• _SELECTED PASSAGE_
-- start --
Max Sum
Time Limit: 2000/1000 MS (Java/Others) Memory Limit: 65536/32768 K (Java/Others)
Total Submission(s): 277191 Accepted Submission(s): 65811
Problem Description
Given a sequence a[1],a[2],a[3]……a[n], your job is to calculate the max sum of a sub-sequence. For example, given (6,-1,5,4,-7), the max sum in this sequence is 6 + (-1) + 5 + 4 = 14.
Input
The first line of the input contains an integer T(1<=T<=20) which means the number of test cases. Then T lines follow, each line starts with a number N(1<=N<=100000), then N integers followed(all the integers are between -1000 and 1000).
Output
For each test case, you should output two lines. The first line is “Case #:”, # means the number of the test case. The second line contains three integers, the Max Sum in the sequence, the start position of the sub-sequence, the end position of the sub-sequence. If there are more than one result, output the first one. Output a blank line between two cases.
-- end --
(Excerpts from pointing data)
-- start --
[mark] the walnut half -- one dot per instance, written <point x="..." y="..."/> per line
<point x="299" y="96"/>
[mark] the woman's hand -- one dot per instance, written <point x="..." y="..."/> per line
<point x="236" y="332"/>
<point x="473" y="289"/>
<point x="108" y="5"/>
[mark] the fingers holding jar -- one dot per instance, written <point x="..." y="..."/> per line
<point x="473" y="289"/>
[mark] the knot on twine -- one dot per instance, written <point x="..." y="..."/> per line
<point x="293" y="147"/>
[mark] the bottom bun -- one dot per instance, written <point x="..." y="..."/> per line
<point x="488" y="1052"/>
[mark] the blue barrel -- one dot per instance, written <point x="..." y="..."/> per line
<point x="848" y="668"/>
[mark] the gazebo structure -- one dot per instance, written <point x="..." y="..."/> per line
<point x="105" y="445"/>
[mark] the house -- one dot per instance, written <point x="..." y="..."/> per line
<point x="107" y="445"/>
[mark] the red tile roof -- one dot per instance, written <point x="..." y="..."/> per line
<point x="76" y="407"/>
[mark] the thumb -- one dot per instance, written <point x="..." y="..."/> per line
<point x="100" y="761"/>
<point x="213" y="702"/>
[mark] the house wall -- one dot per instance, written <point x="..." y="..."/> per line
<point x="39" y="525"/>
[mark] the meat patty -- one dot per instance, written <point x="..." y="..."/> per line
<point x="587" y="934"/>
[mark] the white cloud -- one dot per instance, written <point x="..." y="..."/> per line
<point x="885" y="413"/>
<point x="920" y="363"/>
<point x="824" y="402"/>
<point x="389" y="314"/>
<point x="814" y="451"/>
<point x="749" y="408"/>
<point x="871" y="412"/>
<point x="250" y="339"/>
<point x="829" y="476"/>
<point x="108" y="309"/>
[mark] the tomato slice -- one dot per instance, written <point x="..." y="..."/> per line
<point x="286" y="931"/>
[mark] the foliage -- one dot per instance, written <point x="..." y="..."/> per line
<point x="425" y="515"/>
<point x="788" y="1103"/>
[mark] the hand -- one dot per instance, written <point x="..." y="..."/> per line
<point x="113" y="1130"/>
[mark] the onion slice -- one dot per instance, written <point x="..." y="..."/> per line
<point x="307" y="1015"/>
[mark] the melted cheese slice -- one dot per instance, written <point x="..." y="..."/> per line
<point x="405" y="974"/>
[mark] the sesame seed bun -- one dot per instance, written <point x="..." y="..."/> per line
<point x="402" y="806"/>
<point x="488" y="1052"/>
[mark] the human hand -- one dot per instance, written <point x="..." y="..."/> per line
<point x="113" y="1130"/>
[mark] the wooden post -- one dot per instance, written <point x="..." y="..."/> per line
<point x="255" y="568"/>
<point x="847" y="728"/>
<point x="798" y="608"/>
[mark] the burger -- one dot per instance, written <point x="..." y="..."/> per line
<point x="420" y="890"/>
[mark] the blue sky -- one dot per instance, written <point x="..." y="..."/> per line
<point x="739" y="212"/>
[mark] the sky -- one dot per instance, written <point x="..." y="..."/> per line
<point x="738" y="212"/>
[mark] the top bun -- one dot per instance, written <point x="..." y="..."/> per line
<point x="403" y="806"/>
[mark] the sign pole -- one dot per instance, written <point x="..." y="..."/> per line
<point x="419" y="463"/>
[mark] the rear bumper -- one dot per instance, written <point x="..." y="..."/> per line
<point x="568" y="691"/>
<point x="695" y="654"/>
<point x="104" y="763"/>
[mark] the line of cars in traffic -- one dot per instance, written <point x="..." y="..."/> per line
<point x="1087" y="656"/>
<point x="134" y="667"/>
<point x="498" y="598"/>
-- end --
• _WHAT THIS TASK INVOLVES_
Can you quote the Max Sum problem statement word for word, covering the stretch from "Total Submission(s): 277191" through "between two cases."?

• _EXERCISE OUTPUT_
Total Submission(s): 277191 Accepted Submission(s): 65811
Problem Description
Given a sequence a[1],a[2],a[3]……a[n], your job is to calculate the max sum of a sub-sequence. For example, given (6,-1,5,4,-7), the max sum in this sequence is 6 + (-1) + 5 + 4 = 14.
Input
The first line of the input contains an integer T(1<=T<=20) which means the number of test cases. Then T lines follow, each line starts with a number N(1<=N<=100000), then N integers followed(all the integers are between -1000 and 1000).
Output
For each test case, you should output two lines. The first line is “Case #:”, # means the number of the test case. The second line contains three integers, the Max Sum in the sequence, the start position of the sub-sequence, the end position of the sub-sequence. If there are more than one result, output the first one. Output a blank line between two cases.